While copying the entries exactly, leave out each picture they contain.

[Stored records]
= = =

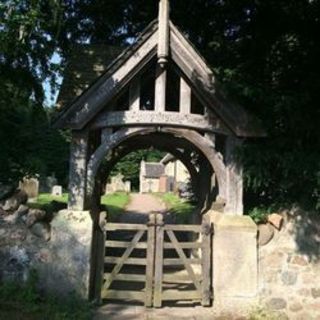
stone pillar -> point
(235, 266)
(70, 246)
(234, 178)
(78, 170)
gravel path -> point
(145, 203)
(140, 206)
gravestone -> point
(30, 186)
(56, 191)
(117, 184)
(47, 183)
(127, 186)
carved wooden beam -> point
(143, 117)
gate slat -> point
(181, 295)
(185, 260)
(183, 245)
(130, 261)
(157, 298)
(178, 278)
(123, 226)
(124, 244)
(126, 277)
(150, 260)
(177, 262)
(206, 261)
(123, 295)
(121, 261)
(183, 227)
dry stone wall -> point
(289, 268)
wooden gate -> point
(160, 262)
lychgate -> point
(158, 93)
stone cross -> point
(56, 191)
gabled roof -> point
(119, 73)
(86, 63)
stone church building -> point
(168, 175)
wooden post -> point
(160, 89)
(134, 95)
(150, 260)
(157, 299)
(234, 189)
(100, 239)
(185, 97)
(164, 32)
(78, 170)
(206, 231)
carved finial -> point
(163, 45)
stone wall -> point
(289, 268)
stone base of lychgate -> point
(70, 246)
(235, 263)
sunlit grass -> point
(182, 209)
(115, 203)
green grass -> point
(115, 203)
(182, 209)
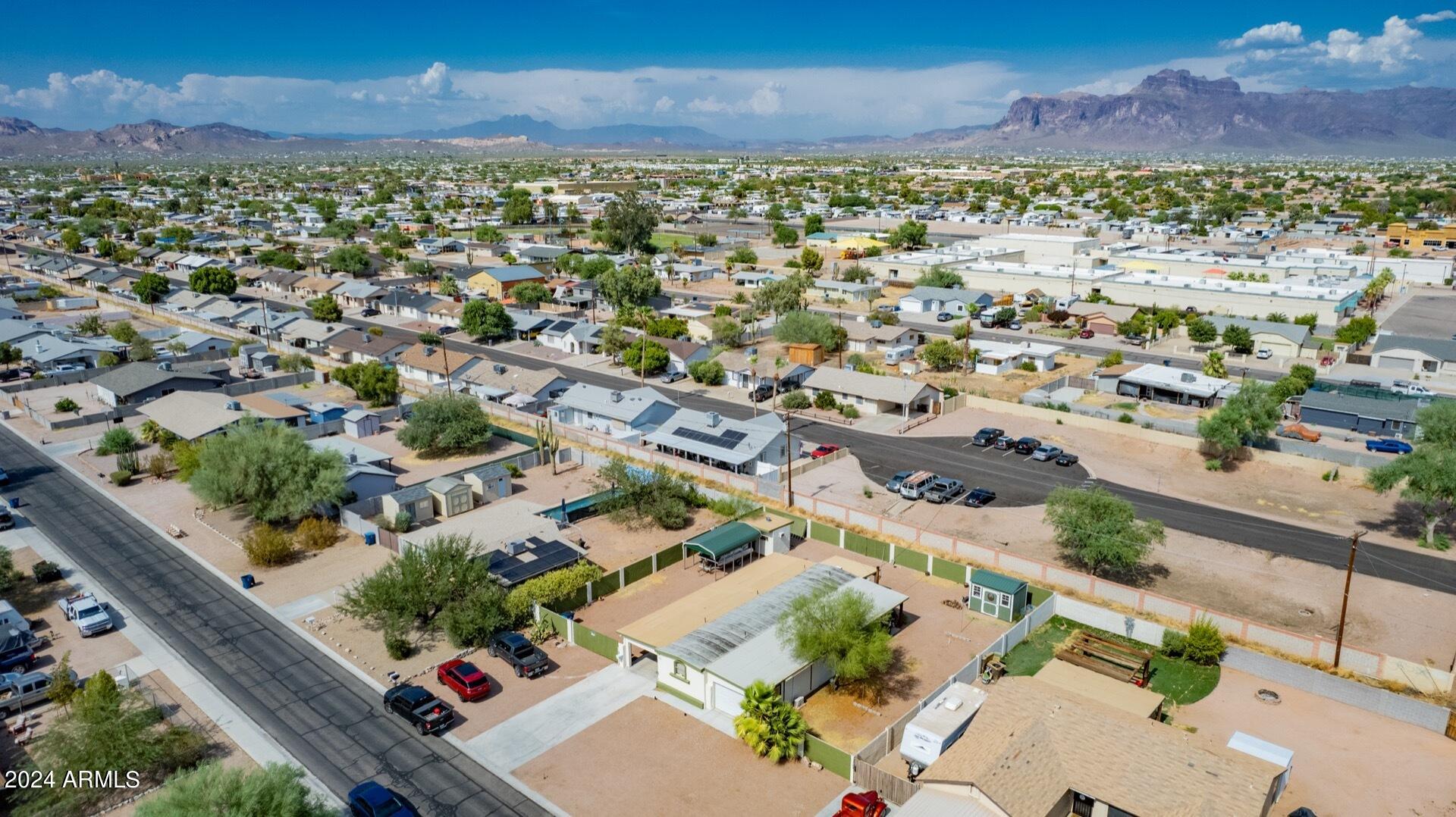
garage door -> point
(727, 700)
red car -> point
(468, 681)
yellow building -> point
(1407, 236)
(495, 281)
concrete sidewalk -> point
(535, 731)
(159, 654)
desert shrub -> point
(316, 534)
(267, 546)
(795, 401)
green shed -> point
(999, 596)
(726, 545)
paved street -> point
(321, 714)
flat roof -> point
(688, 613)
(1120, 695)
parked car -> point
(944, 491)
(373, 800)
(915, 485)
(981, 497)
(516, 650)
(1046, 452)
(20, 690)
(419, 708)
(1298, 431)
(894, 481)
(91, 616)
(987, 436)
(468, 681)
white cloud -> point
(1283, 33)
(746, 102)
(1436, 18)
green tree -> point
(532, 293)
(645, 357)
(350, 258)
(212, 788)
(769, 725)
(1201, 331)
(943, 354)
(444, 426)
(1427, 475)
(837, 627)
(801, 327)
(270, 469)
(150, 289)
(327, 308)
(629, 286)
(372, 380)
(1213, 365)
(1238, 338)
(1100, 531)
(628, 222)
(1245, 418)
(487, 319)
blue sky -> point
(736, 69)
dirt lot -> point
(1346, 761)
(1299, 596)
(935, 643)
(676, 765)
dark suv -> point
(419, 706)
(986, 436)
(525, 657)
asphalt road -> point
(329, 720)
(1019, 481)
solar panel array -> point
(726, 440)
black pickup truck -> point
(419, 706)
(525, 657)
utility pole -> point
(1345, 606)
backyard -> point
(1181, 682)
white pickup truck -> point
(91, 616)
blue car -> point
(373, 800)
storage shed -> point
(998, 596)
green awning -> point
(724, 539)
(998, 581)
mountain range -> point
(1168, 112)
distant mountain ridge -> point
(1168, 112)
(1174, 111)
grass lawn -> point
(1180, 681)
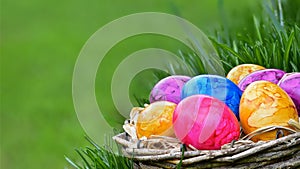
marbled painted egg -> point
(237, 73)
(156, 119)
(168, 89)
(271, 75)
(290, 83)
(265, 104)
(215, 86)
(205, 122)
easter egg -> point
(271, 75)
(156, 119)
(237, 73)
(168, 89)
(265, 104)
(215, 86)
(290, 83)
(205, 122)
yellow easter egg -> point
(237, 73)
(265, 104)
(156, 119)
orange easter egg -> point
(265, 104)
(156, 119)
(237, 73)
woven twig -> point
(165, 152)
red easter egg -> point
(205, 122)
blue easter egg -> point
(216, 86)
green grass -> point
(40, 41)
(266, 41)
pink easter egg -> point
(290, 83)
(168, 89)
(205, 122)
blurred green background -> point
(40, 41)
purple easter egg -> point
(290, 83)
(168, 89)
(271, 75)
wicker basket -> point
(167, 152)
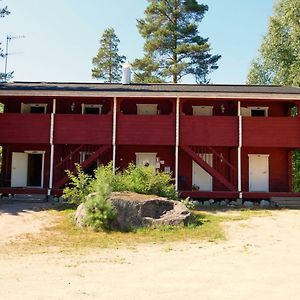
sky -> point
(62, 36)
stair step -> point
(29, 197)
(292, 202)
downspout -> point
(240, 152)
(177, 144)
(114, 138)
(51, 147)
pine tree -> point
(4, 77)
(173, 47)
(108, 63)
(279, 53)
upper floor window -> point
(202, 110)
(253, 111)
(147, 109)
(92, 109)
(33, 108)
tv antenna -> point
(8, 40)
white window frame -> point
(84, 106)
(25, 107)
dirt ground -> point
(260, 260)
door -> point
(258, 173)
(19, 169)
(146, 159)
(201, 179)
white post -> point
(240, 152)
(114, 138)
(51, 147)
(177, 143)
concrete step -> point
(289, 202)
(29, 198)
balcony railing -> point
(209, 130)
(271, 132)
(146, 130)
(83, 129)
(24, 128)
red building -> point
(219, 141)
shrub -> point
(79, 186)
(99, 211)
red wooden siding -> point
(271, 132)
(146, 130)
(24, 128)
(206, 130)
(83, 129)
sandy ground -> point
(260, 260)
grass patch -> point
(64, 236)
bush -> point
(79, 186)
(99, 211)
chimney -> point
(126, 73)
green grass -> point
(64, 236)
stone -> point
(264, 203)
(136, 210)
(248, 204)
(223, 203)
(239, 201)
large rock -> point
(136, 210)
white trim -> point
(240, 142)
(177, 142)
(43, 164)
(84, 106)
(114, 137)
(268, 171)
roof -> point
(73, 89)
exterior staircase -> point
(68, 163)
(222, 170)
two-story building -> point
(218, 141)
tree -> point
(4, 77)
(279, 58)
(173, 47)
(279, 54)
(108, 63)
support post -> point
(51, 148)
(177, 142)
(240, 151)
(114, 138)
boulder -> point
(136, 210)
(264, 203)
(248, 204)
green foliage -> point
(99, 211)
(79, 186)
(144, 180)
(107, 63)
(279, 58)
(173, 47)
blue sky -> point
(62, 36)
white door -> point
(201, 178)
(258, 173)
(19, 169)
(146, 159)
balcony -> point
(146, 130)
(271, 132)
(83, 129)
(24, 128)
(209, 130)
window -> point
(33, 108)
(91, 109)
(202, 110)
(146, 109)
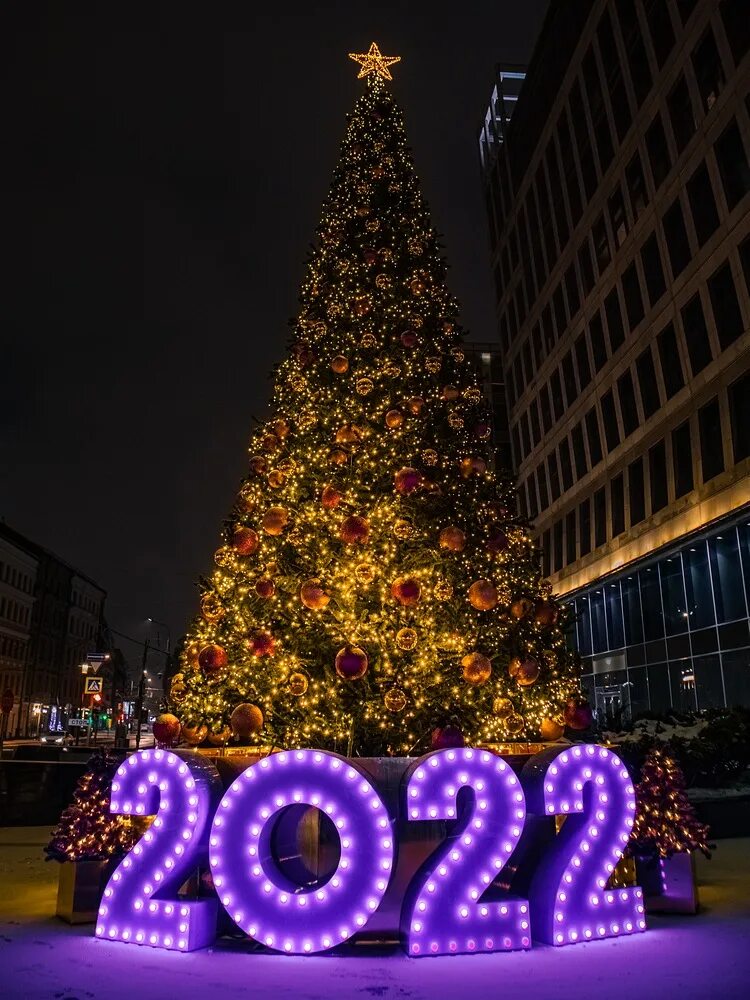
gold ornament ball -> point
(298, 684)
(477, 668)
(515, 724)
(395, 700)
(502, 707)
(406, 638)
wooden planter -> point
(669, 884)
(79, 890)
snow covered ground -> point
(687, 957)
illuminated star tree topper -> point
(373, 62)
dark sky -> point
(166, 183)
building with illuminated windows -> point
(619, 216)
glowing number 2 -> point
(297, 912)
(443, 911)
(569, 900)
(140, 903)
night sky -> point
(166, 183)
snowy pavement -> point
(687, 957)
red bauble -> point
(351, 663)
(447, 738)
(245, 541)
(262, 643)
(246, 720)
(166, 730)
(212, 659)
(453, 539)
(354, 530)
(406, 590)
(330, 497)
(407, 480)
(577, 714)
(545, 613)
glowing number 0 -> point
(140, 902)
(298, 914)
(569, 900)
(443, 911)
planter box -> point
(79, 890)
(668, 884)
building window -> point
(712, 447)
(696, 335)
(708, 70)
(733, 165)
(678, 246)
(702, 204)
(632, 292)
(598, 344)
(682, 460)
(647, 381)
(660, 27)
(671, 367)
(739, 417)
(653, 270)
(737, 27)
(615, 325)
(628, 408)
(592, 432)
(600, 517)
(657, 471)
(584, 526)
(636, 492)
(570, 537)
(727, 315)
(658, 153)
(617, 496)
(681, 114)
(611, 430)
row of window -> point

= = =

*ANSWER SECTION*.
stone pillar -> point
(235, 266)
(70, 246)
(234, 178)
(78, 170)
gravel path -> point
(145, 203)
(140, 206)
gravestone -> point
(30, 186)
(56, 191)
(117, 184)
(47, 183)
(127, 186)
carved wooden beam -> point
(143, 117)
gate slat -> point
(181, 295)
(185, 260)
(183, 245)
(130, 261)
(157, 298)
(178, 278)
(123, 226)
(124, 244)
(126, 277)
(150, 260)
(177, 262)
(206, 261)
(123, 295)
(121, 261)
(183, 227)
dry stone wall -> point
(289, 268)
wooden gate -> point
(160, 262)
lychgate -> point
(158, 93)
stone cross -> point
(56, 191)
gabled roof -> point
(119, 73)
(86, 63)
stone church building -> point
(168, 175)
wooden post -> point
(160, 89)
(134, 95)
(150, 260)
(157, 299)
(234, 189)
(100, 239)
(185, 97)
(164, 32)
(78, 170)
(206, 231)
carved finial -> point
(163, 45)
stone wall -> point
(289, 268)
stone base of lychgate -> point
(70, 246)
(235, 263)
sunlit grass -> point
(182, 209)
(115, 203)
green grass -> point
(115, 203)
(182, 209)
garage door -> point
(727, 700)
red car -> point
(468, 681)
yellow building -> point
(1407, 236)
(495, 281)
concrete sidewalk -> point
(535, 731)
(159, 654)
desert shrub -> point
(316, 534)
(267, 546)
(795, 401)
green shed -> point
(999, 596)
(726, 545)
paved street -> point
(321, 714)
flat roof -> point
(688, 613)
(1120, 695)
parked car -> point
(944, 491)
(373, 800)
(915, 485)
(981, 497)
(516, 650)
(1046, 452)
(20, 690)
(419, 708)
(1298, 431)
(894, 481)
(91, 616)
(987, 436)
(468, 681)
white cloud -> point
(1283, 33)
(746, 102)
(1436, 18)
green tree -> point
(532, 293)
(645, 357)
(350, 258)
(212, 788)
(769, 725)
(1201, 331)
(943, 354)
(444, 426)
(1427, 475)
(837, 627)
(801, 327)
(270, 469)
(150, 289)
(327, 308)
(629, 286)
(372, 380)
(1213, 365)
(1238, 338)
(1100, 531)
(628, 222)
(1245, 418)
(487, 319)
blue sky -> point
(736, 69)
dirt lot -> point
(1346, 761)
(1299, 596)
(935, 643)
(676, 765)
dark suv -> point
(419, 706)
(986, 436)
(525, 657)
asphalt road -> point
(329, 720)
(1019, 481)
solar panel array -> point
(726, 440)
black pickup truck -> point
(419, 706)
(525, 657)
utility pole -> point
(1345, 606)
backyard -> point
(1181, 682)
white pickup truck -> point
(91, 616)
blue car -> point
(373, 800)
storage shed -> point
(998, 596)
green awning -> point
(724, 539)
(998, 581)
mountain range -> point
(1168, 112)
distant mountain ridge -> point
(1168, 112)
(1174, 111)
grass lawn -> point
(1180, 681)
marbled painted egg -> point
(237, 73)
(156, 119)
(168, 89)
(271, 75)
(290, 83)
(265, 104)
(215, 86)
(205, 122)
easter egg -> point
(271, 75)
(156, 119)
(237, 73)
(168, 89)
(265, 104)
(215, 86)
(290, 83)
(205, 122)
yellow easter egg -> point
(237, 73)
(265, 104)
(156, 119)
orange easter egg -> point
(265, 104)
(156, 119)
(237, 73)
woven twig -> point
(165, 152)
red easter egg -> point
(205, 122)
blue easter egg -> point
(216, 86)
green grass -> point
(40, 41)
(266, 41)
pink easter egg -> point
(290, 83)
(168, 89)
(205, 122)
blurred green background -> point
(40, 41)
purple easter egg -> point
(290, 83)
(168, 89)
(271, 75)
wicker basket -> point
(167, 152)
sky -> point
(62, 36)
stair step -> point
(29, 197)
(292, 202)
downspout -> point
(240, 152)
(177, 144)
(114, 138)
(51, 147)
pine tree -> point
(4, 77)
(173, 47)
(108, 63)
(279, 53)
upper floor window -> point
(202, 110)
(253, 111)
(147, 109)
(92, 109)
(33, 108)
tv antenna -> point
(8, 40)
white window frame -> point
(84, 106)
(25, 107)
dirt ground -> point
(260, 260)
door -> point
(258, 173)
(19, 169)
(146, 159)
(201, 179)
white post -> point
(240, 152)
(114, 138)
(51, 147)
(177, 143)
concrete step -> point
(289, 202)
(29, 198)
balcony railing -> point
(209, 130)
(271, 132)
(146, 130)
(83, 129)
(24, 128)
red building -> point
(219, 141)
shrub -> point
(79, 186)
(99, 211)
red wooden siding -> point
(271, 132)
(146, 130)
(24, 128)
(206, 130)
(83, 129)
sandy ground -> point
(260, 260)
grass patch -> point
(64, 236)
bush -> point
(79, 186)
(99, 211)
chimney -> point
(126, 73)
green grass -> point
(64, 236)
stone -> point
(264, 203)
(136, 210)
(248, 204)
(223, 203)
(239, 201)
large rock -> point
(136, 210)
white trim -> point
(240, 142)
(177, 142)
(43, 164)
(84, 106)
(114, 137)
(268, 171)
roof -> point
(73, 89)
exterior staircase -> point
(68, 163)
(222, 170)
two-story building -> point
(218, 141)
tree -> point
(4, 77)
(279, 58)
(173, 47)
(279, 54)
(108, 63)
support post -> point
(51, 148)
(177, 142)
(240, 151)
(114, 138)
boulder -> point
(136, 210)
(264, 203)
(248, 204)
green foliage -> point
(99, 211)
(79, 186)
(144, 180)
(107, 63)
(279, 58)
(173, 47)
blue sky -> point
(62, 36)
white door -> point
(201, 178)
(258, 173)
(19, 169)
(146, 159)
balcony -> point
(146, 130)
(271, 132)
(83, 129)
(24, 128)
(209, 130)
window -> point
(33, 108)
(91, 109)
(202, 110)
(146, 109)
gold ornament ball -> point
(298, 684)
(477, 668)
(515, 724)
(395, 700)
(502, 707)
(406, 638)
wooden planter -> point
(669, 884)
(79, 890)
snow covered ground -> point
(687, 957)
illuminated star tree topper -> point
(373, 62)
dark sky -> point
(166, 183)
building with illuminated windows -> point
(619, 216)
glowing number 2 -> point
(297, 912)
(443, 911)
(569, 900)
(140, 903)
night sky -> point
(166, 183)
snowy pavement -> point
(687, 957)
red bauble -> point
(351, 663)
(447, 738)
(245, 541)
(262, 643)
(246, 720)
(166, 730)
(212, 659)
(453, 539)
(354, 530)
(406, 590)
(330, 497)
(407, 480)
(577, 714)
(545, 613)
glowing number 0 -> point
(140, 902)
(298, 914)
(569, 900)
(443, 911)
planter box -> point
(79, 890)
(668, 884)
building window -> point
(712, 447)
(696, 335)
(708, 70)
(733, 165)
(678, 246)
(702, 204)
(632, 292)
(598, 344)
(682, 460)
(647, 381)
(660, 27)
(671, 367)
(739, 417)
(653, 270)
(737, 27)
(615, 325)
(628, 408)
(592, 432)
(600, 517)
(657, 471)
(584, 526)
(636, 492)
(570, 537)
(727, 315)
(658, 153)
(617, 496)
(681, 114)
(611, 430)
row of window -> point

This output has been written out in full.